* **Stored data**
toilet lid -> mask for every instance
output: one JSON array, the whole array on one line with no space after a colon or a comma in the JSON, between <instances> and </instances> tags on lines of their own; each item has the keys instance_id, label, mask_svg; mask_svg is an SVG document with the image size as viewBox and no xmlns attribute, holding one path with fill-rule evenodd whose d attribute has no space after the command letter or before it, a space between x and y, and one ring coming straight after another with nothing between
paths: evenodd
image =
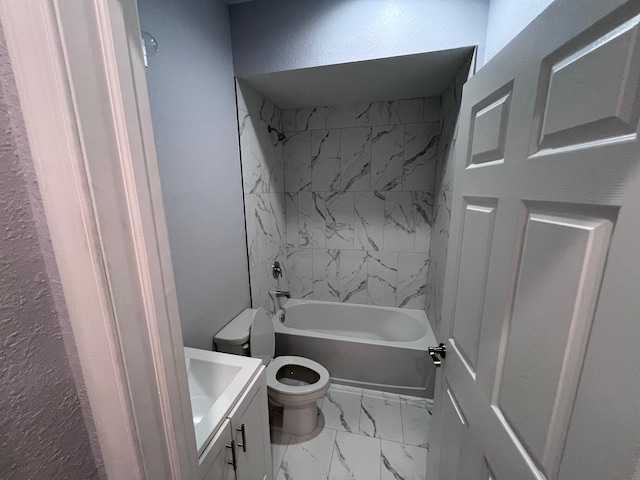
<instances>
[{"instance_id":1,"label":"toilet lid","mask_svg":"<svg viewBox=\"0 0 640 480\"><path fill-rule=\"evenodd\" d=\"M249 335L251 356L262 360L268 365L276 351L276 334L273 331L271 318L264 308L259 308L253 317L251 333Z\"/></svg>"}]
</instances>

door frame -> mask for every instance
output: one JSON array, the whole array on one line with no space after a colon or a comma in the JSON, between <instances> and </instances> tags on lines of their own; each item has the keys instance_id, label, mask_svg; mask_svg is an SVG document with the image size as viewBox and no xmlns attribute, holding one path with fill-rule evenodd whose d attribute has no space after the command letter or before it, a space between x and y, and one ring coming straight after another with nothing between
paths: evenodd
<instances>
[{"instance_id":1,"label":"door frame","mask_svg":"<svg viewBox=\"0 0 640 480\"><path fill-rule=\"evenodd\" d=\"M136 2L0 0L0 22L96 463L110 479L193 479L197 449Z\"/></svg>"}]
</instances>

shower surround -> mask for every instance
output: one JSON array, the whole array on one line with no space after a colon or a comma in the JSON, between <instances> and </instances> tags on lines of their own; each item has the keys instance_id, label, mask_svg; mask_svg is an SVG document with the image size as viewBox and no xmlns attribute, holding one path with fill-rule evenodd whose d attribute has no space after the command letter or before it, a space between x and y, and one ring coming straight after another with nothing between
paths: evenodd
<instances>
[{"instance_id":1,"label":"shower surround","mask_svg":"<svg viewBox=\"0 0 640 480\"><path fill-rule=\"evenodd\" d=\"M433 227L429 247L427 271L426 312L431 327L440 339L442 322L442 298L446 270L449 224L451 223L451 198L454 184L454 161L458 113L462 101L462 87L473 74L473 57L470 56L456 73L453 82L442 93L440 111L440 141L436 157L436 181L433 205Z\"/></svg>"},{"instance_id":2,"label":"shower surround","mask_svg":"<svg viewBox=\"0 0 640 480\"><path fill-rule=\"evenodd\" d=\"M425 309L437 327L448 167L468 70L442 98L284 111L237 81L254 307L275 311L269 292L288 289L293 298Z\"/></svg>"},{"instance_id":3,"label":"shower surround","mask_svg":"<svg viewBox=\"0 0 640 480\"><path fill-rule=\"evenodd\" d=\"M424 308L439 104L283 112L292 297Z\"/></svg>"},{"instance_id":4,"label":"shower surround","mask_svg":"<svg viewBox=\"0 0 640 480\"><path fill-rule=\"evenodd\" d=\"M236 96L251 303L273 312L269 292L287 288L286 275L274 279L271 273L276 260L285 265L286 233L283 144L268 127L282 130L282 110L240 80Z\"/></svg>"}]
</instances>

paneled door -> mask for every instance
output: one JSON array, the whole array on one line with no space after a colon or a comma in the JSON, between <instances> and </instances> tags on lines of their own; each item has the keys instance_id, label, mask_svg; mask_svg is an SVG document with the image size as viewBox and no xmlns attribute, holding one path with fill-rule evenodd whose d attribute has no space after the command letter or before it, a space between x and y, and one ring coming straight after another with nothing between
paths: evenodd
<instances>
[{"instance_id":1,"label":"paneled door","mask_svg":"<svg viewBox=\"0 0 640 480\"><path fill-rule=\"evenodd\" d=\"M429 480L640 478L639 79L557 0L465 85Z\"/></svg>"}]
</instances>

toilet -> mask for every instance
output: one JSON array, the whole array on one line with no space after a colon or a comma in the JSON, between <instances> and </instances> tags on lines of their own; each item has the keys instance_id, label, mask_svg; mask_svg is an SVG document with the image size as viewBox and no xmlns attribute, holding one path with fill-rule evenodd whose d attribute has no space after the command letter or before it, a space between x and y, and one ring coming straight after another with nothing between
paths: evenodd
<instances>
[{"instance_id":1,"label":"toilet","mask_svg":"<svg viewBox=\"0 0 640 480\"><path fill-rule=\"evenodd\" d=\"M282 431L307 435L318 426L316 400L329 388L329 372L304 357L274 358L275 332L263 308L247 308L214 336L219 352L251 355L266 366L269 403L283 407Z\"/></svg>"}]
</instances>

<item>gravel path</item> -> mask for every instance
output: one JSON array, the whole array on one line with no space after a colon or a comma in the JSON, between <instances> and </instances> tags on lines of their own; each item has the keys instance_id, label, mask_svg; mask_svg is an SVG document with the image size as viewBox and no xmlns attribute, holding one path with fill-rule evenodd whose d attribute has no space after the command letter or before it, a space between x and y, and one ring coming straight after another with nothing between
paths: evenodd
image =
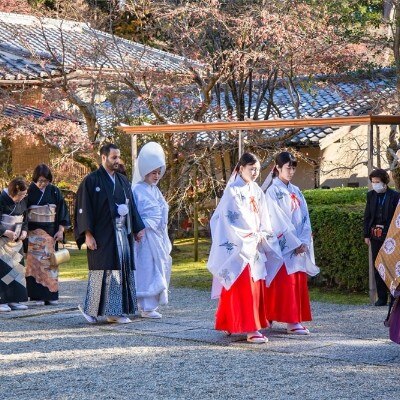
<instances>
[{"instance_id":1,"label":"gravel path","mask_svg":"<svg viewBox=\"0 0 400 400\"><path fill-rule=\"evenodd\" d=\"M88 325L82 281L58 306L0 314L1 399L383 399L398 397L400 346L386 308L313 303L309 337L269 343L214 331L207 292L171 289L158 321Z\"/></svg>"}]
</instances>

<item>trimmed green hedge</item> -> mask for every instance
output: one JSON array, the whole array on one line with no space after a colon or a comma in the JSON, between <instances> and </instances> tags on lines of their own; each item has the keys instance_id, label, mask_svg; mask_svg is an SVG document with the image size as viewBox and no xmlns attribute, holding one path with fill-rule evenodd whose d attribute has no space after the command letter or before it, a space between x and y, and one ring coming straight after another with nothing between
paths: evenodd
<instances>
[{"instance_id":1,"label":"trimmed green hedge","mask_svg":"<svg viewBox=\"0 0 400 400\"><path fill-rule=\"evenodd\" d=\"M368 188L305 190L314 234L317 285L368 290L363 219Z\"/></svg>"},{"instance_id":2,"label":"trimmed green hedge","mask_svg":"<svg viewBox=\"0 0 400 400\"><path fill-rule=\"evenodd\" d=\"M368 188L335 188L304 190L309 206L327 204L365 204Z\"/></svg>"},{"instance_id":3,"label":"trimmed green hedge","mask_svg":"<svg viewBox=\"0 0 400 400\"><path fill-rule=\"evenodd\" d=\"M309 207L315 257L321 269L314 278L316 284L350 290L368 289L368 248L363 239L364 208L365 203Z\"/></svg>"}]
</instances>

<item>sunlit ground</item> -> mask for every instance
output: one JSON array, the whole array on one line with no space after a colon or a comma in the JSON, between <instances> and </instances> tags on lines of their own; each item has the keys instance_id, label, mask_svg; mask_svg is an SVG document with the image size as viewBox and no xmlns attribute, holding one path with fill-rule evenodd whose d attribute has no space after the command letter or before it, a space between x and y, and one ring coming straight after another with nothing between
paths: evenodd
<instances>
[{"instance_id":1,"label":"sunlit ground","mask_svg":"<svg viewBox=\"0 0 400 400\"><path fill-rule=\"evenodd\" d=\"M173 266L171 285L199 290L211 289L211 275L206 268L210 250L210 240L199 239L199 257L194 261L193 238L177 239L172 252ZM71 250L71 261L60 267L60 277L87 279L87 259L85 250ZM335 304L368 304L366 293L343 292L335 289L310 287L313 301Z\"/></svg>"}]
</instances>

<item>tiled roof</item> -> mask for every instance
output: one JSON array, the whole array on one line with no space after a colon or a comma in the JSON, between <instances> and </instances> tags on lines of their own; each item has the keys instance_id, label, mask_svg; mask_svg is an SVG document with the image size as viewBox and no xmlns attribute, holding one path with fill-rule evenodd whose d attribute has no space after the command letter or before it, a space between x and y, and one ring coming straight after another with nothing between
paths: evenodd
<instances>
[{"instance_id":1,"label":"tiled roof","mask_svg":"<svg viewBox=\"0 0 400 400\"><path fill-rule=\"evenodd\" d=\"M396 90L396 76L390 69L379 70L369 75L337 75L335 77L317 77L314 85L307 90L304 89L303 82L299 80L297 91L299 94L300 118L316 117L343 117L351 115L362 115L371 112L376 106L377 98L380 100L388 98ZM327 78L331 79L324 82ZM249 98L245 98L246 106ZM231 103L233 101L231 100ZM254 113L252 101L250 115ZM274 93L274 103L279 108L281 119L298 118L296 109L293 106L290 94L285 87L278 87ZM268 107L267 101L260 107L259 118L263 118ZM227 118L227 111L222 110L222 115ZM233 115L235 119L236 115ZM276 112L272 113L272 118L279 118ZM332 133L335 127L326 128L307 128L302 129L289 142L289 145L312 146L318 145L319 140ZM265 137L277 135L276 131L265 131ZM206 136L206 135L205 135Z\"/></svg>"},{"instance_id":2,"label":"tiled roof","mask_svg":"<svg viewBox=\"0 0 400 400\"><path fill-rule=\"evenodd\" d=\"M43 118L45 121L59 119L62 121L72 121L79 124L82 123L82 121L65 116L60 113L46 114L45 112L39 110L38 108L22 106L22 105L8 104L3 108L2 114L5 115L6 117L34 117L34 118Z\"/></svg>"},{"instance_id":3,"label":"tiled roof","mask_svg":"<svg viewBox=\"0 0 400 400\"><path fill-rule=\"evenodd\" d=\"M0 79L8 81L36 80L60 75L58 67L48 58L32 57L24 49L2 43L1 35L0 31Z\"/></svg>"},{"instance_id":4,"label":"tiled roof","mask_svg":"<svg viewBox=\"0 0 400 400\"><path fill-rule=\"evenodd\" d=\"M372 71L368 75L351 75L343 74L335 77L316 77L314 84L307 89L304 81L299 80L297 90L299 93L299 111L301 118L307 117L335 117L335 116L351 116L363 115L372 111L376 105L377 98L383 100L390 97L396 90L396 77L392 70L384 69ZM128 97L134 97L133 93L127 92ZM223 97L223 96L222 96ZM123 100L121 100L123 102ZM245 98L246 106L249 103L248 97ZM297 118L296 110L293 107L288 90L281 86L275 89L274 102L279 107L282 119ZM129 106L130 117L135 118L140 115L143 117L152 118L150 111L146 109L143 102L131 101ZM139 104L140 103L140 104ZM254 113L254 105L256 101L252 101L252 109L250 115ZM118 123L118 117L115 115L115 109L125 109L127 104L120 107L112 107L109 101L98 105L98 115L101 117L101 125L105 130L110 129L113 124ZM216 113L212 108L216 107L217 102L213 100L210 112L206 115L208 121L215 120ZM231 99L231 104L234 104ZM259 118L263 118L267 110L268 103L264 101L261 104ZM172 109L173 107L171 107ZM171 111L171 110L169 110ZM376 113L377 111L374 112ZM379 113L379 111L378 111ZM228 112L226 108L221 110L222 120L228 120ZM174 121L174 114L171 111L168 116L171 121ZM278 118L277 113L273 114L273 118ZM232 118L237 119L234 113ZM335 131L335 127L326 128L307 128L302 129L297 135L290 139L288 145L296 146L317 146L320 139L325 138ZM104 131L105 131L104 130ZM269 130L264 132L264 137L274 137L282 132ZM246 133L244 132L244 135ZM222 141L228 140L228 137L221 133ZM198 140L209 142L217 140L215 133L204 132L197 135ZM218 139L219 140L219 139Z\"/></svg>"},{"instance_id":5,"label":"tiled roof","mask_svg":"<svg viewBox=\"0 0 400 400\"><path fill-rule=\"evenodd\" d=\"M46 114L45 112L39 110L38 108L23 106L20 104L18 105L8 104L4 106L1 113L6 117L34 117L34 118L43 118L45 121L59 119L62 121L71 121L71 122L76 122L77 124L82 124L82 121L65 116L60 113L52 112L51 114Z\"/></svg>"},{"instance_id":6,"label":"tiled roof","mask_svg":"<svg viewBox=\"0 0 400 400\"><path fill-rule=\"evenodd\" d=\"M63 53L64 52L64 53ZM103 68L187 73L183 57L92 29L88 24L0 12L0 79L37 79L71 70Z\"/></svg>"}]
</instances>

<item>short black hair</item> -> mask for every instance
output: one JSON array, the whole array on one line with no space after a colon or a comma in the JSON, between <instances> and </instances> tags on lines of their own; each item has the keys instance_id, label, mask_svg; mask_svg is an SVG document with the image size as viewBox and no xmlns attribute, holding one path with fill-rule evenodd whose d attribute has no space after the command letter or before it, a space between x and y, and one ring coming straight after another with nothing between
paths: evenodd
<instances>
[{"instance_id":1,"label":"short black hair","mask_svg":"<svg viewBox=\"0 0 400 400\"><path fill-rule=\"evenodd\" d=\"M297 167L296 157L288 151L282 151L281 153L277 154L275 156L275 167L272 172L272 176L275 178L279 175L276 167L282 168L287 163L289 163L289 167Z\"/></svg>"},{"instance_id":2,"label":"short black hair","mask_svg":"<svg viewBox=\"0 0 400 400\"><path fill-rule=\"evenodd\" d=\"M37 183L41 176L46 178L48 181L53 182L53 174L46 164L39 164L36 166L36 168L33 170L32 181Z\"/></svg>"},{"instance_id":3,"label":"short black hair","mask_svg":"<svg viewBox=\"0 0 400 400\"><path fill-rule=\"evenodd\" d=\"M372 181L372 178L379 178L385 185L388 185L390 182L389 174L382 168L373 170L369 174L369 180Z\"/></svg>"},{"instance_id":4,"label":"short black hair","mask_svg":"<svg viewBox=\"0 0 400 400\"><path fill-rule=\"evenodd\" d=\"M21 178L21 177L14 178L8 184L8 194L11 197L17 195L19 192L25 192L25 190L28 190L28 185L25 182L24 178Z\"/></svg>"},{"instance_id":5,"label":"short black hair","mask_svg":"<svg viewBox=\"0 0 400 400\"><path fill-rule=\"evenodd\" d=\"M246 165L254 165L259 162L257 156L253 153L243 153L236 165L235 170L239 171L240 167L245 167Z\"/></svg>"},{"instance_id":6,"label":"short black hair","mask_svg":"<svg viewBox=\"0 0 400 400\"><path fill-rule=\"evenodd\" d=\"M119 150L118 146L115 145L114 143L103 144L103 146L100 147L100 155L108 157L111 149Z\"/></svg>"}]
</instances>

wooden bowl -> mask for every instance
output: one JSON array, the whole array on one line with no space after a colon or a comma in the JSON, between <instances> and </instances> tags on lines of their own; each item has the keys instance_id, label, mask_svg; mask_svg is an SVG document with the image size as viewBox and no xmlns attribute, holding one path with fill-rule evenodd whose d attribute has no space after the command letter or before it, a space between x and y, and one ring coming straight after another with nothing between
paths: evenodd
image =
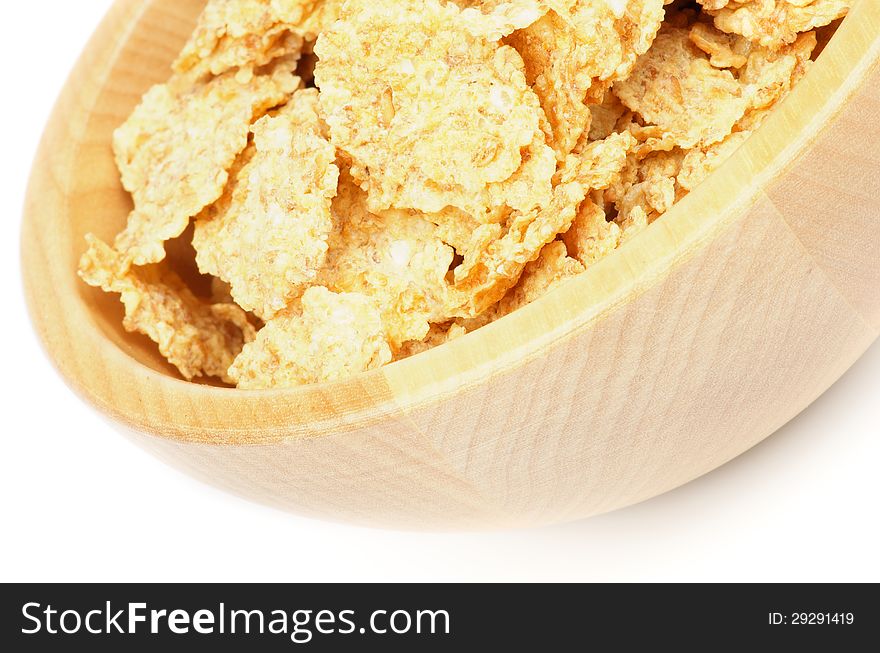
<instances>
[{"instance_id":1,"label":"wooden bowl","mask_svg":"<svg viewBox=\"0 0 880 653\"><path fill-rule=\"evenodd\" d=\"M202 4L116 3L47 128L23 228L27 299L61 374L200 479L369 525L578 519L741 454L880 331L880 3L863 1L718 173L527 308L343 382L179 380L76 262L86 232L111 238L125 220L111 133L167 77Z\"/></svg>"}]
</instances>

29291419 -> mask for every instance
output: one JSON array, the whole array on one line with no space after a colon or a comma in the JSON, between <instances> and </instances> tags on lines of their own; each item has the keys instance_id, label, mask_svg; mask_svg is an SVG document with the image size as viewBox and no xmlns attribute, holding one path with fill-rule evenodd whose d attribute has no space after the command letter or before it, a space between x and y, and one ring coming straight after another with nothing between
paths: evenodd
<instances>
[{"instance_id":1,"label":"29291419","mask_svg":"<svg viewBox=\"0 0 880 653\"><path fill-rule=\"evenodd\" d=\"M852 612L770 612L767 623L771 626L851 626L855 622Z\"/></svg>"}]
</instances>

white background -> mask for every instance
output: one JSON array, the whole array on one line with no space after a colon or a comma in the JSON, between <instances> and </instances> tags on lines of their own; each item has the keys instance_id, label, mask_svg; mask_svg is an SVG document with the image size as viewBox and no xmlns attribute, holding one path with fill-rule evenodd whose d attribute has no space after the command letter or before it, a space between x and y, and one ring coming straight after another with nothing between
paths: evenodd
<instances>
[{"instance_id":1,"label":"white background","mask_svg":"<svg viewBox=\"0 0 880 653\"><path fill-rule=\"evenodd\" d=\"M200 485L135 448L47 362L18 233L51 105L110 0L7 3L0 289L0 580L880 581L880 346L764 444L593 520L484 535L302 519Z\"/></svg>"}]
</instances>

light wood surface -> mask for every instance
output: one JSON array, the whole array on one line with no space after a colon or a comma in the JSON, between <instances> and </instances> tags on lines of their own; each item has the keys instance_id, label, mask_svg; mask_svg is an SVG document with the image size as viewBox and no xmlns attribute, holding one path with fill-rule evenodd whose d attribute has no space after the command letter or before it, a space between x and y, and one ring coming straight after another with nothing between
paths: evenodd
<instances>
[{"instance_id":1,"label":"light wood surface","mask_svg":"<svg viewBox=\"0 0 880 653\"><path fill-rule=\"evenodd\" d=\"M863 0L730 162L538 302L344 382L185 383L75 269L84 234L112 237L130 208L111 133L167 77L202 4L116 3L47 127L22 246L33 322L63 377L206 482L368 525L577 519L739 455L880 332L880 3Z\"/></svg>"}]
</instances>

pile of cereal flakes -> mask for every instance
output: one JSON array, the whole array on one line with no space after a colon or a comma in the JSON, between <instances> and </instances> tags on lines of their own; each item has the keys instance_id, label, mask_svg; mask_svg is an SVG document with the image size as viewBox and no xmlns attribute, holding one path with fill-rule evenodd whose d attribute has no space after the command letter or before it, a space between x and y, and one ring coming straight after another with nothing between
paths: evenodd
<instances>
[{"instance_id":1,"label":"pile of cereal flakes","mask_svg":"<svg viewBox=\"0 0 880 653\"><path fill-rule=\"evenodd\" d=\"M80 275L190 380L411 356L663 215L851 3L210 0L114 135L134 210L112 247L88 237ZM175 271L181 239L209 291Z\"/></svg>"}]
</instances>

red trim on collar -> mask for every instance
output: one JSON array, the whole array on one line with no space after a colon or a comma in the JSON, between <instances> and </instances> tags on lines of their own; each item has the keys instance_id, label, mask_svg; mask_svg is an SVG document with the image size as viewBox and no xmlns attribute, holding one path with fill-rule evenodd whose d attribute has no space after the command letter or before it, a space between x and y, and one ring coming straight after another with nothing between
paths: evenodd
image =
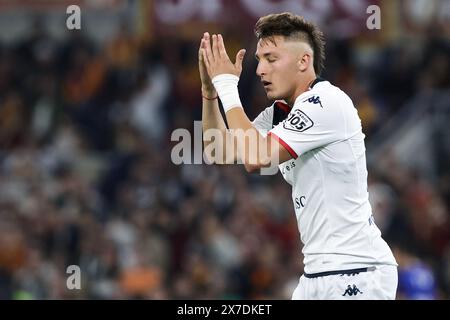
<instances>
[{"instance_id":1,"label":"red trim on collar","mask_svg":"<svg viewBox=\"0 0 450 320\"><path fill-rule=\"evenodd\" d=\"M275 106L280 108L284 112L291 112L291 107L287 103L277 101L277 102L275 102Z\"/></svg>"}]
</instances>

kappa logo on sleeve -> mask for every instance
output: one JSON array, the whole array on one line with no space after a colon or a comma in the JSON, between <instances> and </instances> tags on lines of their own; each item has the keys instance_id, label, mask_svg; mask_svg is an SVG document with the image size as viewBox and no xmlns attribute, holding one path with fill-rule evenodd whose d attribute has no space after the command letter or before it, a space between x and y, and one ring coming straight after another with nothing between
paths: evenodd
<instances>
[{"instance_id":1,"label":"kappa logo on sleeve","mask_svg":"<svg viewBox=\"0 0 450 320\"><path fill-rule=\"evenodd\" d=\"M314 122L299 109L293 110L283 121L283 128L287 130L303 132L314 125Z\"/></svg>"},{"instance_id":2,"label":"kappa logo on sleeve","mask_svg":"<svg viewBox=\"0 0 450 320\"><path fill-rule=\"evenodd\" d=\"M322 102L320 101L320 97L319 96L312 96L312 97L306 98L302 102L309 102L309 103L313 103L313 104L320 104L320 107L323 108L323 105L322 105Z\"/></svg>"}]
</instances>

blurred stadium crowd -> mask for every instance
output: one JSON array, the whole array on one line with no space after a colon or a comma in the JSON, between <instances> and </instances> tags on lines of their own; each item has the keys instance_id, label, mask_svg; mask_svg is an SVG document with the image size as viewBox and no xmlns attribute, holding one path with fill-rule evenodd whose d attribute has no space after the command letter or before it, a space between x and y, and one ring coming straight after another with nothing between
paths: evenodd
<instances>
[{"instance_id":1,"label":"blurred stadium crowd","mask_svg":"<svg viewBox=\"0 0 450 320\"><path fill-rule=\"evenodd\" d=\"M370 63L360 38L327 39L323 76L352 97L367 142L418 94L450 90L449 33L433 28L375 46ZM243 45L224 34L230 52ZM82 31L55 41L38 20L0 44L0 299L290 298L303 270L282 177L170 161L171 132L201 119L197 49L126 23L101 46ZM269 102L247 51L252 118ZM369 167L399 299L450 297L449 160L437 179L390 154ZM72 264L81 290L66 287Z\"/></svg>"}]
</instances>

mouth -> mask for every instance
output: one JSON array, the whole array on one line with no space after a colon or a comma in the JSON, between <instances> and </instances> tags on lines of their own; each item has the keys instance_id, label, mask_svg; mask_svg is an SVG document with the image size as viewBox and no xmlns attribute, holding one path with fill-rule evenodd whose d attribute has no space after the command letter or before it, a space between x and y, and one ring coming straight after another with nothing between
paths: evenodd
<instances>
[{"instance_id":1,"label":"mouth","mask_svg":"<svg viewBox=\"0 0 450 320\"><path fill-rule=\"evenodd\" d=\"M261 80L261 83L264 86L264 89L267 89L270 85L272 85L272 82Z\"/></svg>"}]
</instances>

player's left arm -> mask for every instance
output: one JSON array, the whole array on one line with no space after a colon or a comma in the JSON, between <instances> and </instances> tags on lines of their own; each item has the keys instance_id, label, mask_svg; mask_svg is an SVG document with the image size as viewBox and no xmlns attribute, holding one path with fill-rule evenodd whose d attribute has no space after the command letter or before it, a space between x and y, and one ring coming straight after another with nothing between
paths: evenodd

* **Directions**
Your reply should consist solely of the lines above from the line containing "pile of cereal flakes ->" up to and including the line containing "kappa logo on sleeve ->", reproduced exactly, minus the pictures.

* **Written solution**
pile of cereal flakes -> mask for every instance
output: one JSON array, the whole array on one line with no space after a colon or a comma in the JSON, between <instances> and </instances> tags on lines of their own; each item has the keys instance_id, label, mask_svg; mask_svg is an SVG document with the image size as viewBox and no xmlns attribute, holding one path with fill-rule evenodd whose d attribute has no space after the command letter or before it, a space between x and y, and one ring coming straight after another with nothing between
paths: evenodd
<instances>
[{"instance_id":1,"label":"pile of cereal flakes","mask_svg":"<svg viewBox=\"0 0 880 653\"><path fill-rule=\"evenodd\" d=\"M80 275L190 380L411 356L663 215L851 3L210 0L114 135L134 210L112 247L88 237ZM175 271L181 239L209 291Z\"/></svg>"}]
</instances>

red trim on collar -> mask for every instance
output: one JSON array, the whole array on one line with no space after a colon or a comma in the JSON, between <instances> and </instances> tags on lines of their own; each item has the keys instance_id, label, mask_svg; mask_svg is an SVG document with the image size as viewBox and no xmlns attribute, holding one path with fill-rule evenodd whose d attribute has no space after the command letter or before it, a space between x and y, and one ring coming straight after another with nothing between
paths: evenodd
image =
<instances>
[{"instance_id":1,"label":"red trim on collar","mask_svg":"<svg viewBox=\"0 0 450 320\"><path fill-rule=\"evenodd\" d=\"M275 106L280 108L284 112L291 112L291 107L287 103L277 101L277 102L275 102Z\"/></svg>"}]
</instances>

kappa logo on sleeve -> mask for every instance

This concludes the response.